### TEXT PROVIDED
"""

Zinke Expands Hunters’ Access to Public Lands

Interior Secretary Ryan Zinke signs orders on his first day in office Thursday. (Photo: Department of Interior)

(CN) – On his first day in office Thursday, Interior Secretary Ryan Zinke signed two orders on issues the native Montanan holds dear: hunting, fishing and access to public lands.

Zinke’s first two orders expand access to public lands and increase hunting, fishing and recreation opportunities nationwide, according to a statement from the Department of Interior.

“Outdoor recreation is about both our heritage and our economy. Between hunting, fishing, motorized recreation, camping and more, the industry generates thousands of jobs and billions of dollars in economic activity,” Zinke said in a statement. “Over the past eight years however, hunting, and recreation enthusiasts have seen trails closed and dramatic decreases in access to public lands across the board. It worries me to think about hunting and fishing becoming activities for the land-owning elite. This package of secretarial orders will expand access for outdoor enthusiasts and also make sure the community’s voice is heard.”

Secretarial Order 3346 advances conservation stewardship, improves game and habitat management, and increases outdoor recreation opportunities by directing bureaus and agencies to immediately identify areas where recreation and fishing can be expanded. The order also requests input from the Wildlife and Hunting Heritage Conservation Council and Sport Fishing and Boating Partnership Council to provide recommendations on enhancing and expanding access on public lands and improving habitat for fish and wildlife.

Secretarial Order 3347 overturns the ban on lead ammunition and fishing tackle used on Fish and Wildlife Service lands and waters.

The ban was first enacted to reduce harmful effects on waterfowl and fish that ingest lead tackle or lead shotgun pellets. More than two dozen states have enacted laws that go beyond the federal restriction.

Environmental groups blasted Zinke’s decision, while gun groups and sportsmen’s organizations praised it.

Sarah Greenberger, the Audubon Society’s vice president of conservation and a former Interior Department official, said, “Lead ammo can kill birds long after it’s been fired from a gun. Banning toxic ammunition in wildlife refuges allowed species like the California Condor to return from the brink of extinction. If Secretary Zinke has concerns with the process through which the ban was implemented, Audubon looks forward to working with him in a new effort to protect birds and the places they need, using the best available science.”

"""

### MATERIAL PROVIDED
"""

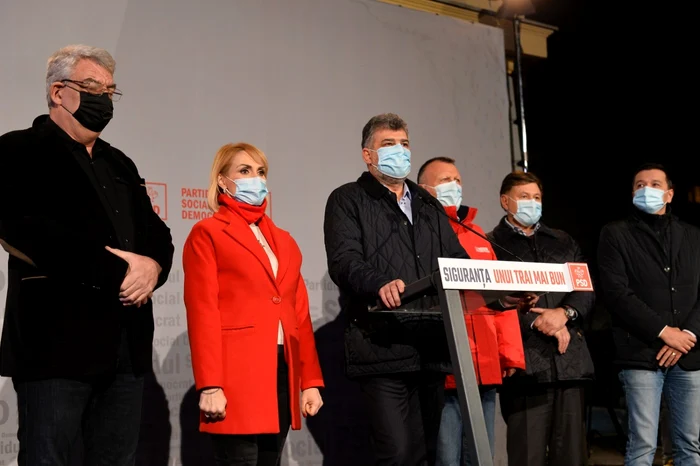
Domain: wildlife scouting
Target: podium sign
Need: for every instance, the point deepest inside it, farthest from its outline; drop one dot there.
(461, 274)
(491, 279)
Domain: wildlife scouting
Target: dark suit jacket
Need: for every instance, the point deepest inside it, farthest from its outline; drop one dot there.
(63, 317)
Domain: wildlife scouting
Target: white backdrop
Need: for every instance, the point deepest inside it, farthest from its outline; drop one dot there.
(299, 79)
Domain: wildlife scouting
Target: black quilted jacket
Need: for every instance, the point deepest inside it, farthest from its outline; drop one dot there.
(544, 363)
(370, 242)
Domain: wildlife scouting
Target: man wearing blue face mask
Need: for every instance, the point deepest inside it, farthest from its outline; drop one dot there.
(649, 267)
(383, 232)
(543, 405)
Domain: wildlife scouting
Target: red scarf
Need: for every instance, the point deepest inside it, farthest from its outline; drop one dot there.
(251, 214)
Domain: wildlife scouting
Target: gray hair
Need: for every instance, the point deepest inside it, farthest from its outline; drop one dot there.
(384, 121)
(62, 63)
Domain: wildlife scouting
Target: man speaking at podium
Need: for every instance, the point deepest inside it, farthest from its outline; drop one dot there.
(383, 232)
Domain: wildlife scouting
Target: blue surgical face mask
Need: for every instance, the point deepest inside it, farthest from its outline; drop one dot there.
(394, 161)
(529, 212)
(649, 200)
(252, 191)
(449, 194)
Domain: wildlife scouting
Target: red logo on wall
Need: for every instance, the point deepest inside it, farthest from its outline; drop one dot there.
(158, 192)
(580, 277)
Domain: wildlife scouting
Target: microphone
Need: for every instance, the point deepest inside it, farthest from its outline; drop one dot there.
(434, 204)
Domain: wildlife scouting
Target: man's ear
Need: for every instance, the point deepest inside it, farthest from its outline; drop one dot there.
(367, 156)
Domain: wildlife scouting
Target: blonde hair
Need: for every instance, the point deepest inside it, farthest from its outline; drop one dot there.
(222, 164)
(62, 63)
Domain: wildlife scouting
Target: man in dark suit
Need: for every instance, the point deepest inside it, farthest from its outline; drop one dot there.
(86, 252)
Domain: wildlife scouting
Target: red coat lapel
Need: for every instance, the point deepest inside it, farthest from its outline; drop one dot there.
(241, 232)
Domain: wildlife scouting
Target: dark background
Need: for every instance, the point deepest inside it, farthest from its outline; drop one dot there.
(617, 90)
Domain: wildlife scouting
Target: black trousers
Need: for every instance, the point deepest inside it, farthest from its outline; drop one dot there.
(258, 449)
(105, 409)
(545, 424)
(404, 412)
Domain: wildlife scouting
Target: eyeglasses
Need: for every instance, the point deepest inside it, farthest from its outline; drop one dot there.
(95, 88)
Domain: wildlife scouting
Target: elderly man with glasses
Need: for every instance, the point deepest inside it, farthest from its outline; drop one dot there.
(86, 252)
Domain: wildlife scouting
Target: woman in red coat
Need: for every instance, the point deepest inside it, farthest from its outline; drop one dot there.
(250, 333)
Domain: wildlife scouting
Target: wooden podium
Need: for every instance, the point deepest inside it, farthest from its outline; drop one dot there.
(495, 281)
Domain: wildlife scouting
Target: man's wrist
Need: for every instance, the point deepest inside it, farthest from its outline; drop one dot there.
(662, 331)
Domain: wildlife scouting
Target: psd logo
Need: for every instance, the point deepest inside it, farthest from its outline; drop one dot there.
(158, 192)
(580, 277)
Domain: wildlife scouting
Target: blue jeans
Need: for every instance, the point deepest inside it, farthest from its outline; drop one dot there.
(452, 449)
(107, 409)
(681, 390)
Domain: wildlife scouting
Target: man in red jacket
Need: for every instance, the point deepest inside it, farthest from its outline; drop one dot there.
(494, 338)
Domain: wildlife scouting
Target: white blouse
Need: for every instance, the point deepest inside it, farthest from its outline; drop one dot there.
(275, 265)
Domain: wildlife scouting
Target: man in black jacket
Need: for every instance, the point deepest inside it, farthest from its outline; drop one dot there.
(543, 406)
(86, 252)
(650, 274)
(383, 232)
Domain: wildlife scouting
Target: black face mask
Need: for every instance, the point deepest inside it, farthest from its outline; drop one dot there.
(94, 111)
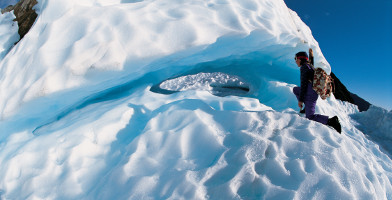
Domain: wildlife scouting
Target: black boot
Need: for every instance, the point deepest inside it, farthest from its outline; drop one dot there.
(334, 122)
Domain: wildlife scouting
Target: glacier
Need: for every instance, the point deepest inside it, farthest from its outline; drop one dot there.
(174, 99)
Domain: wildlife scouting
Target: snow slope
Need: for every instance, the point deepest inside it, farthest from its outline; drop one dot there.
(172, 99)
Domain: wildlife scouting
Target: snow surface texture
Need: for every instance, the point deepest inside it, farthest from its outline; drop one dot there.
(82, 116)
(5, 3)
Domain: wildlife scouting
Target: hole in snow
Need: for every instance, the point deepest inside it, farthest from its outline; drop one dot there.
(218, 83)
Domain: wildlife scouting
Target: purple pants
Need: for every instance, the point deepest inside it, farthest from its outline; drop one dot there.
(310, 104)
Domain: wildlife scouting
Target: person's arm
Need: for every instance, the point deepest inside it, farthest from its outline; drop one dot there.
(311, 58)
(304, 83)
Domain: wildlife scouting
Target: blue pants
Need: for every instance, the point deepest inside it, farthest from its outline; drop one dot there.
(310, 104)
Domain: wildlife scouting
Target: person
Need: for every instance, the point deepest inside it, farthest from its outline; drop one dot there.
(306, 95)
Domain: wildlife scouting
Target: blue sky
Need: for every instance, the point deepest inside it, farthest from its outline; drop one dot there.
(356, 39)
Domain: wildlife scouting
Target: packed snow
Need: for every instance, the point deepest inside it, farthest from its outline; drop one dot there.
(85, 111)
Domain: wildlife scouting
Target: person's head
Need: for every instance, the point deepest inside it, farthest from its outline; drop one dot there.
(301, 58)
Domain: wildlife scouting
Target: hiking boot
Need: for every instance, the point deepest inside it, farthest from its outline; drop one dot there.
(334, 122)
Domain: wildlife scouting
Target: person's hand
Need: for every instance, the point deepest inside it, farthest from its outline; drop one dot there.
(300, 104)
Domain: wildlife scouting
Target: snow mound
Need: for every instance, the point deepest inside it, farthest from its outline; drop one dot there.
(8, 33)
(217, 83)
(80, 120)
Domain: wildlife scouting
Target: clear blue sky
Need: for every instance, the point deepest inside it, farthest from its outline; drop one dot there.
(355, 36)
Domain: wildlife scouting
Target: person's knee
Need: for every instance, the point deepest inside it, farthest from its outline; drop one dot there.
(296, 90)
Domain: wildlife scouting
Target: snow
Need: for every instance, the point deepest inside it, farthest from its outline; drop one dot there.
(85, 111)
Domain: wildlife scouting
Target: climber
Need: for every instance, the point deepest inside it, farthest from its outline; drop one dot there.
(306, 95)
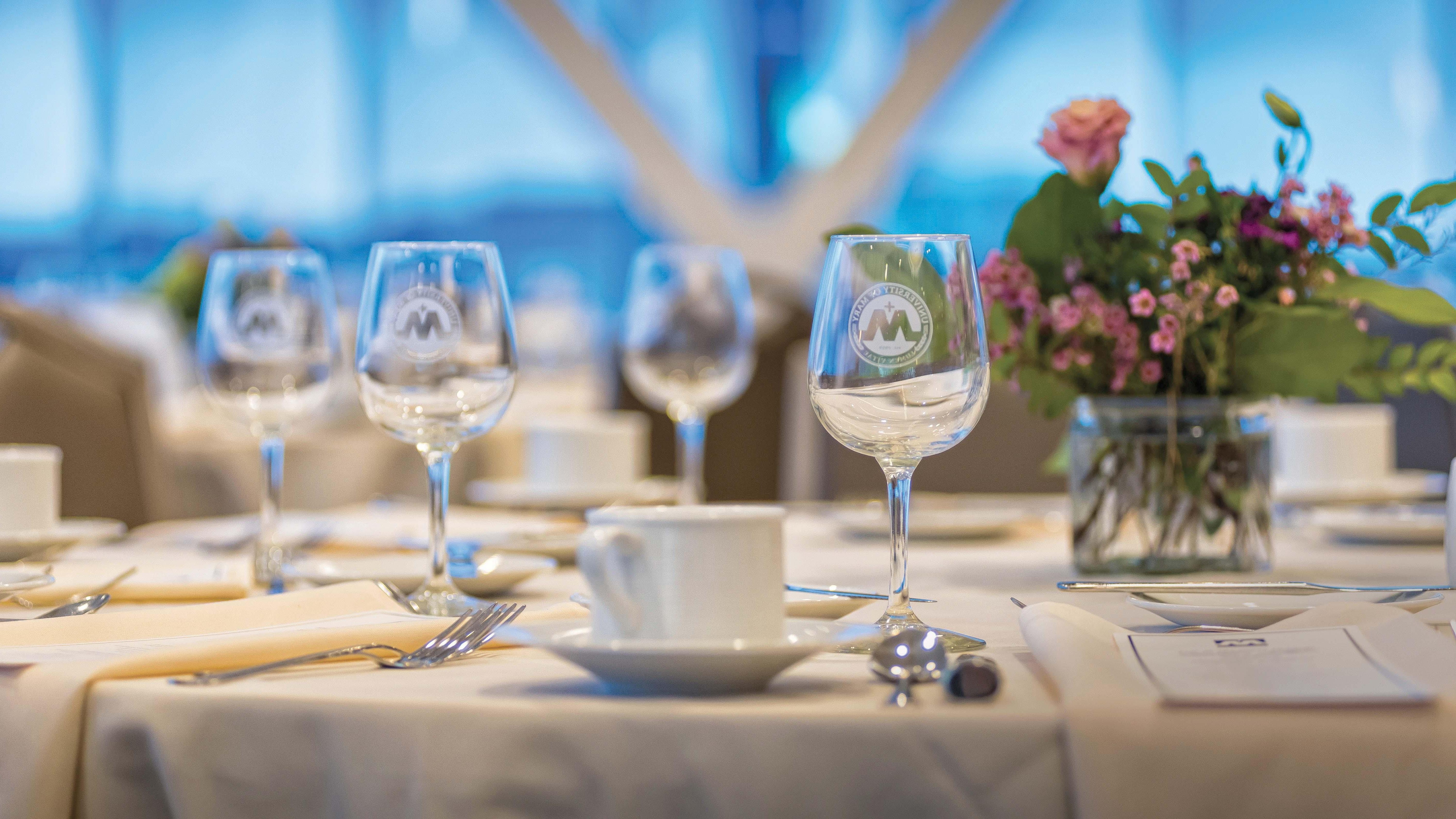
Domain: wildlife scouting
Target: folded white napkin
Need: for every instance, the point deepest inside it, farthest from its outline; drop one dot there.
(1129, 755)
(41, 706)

"""

### WHAT YOU WILL DO
In his statement in the article about Zinke's orders, which outdoor activities does Zinke name when he says "Between ... and more"? The entries are separate material and have nothing to do with the article about Zinke's orders.

### FINISHED EXERCISE
Hunting, fishing, motorized recreation, and camping.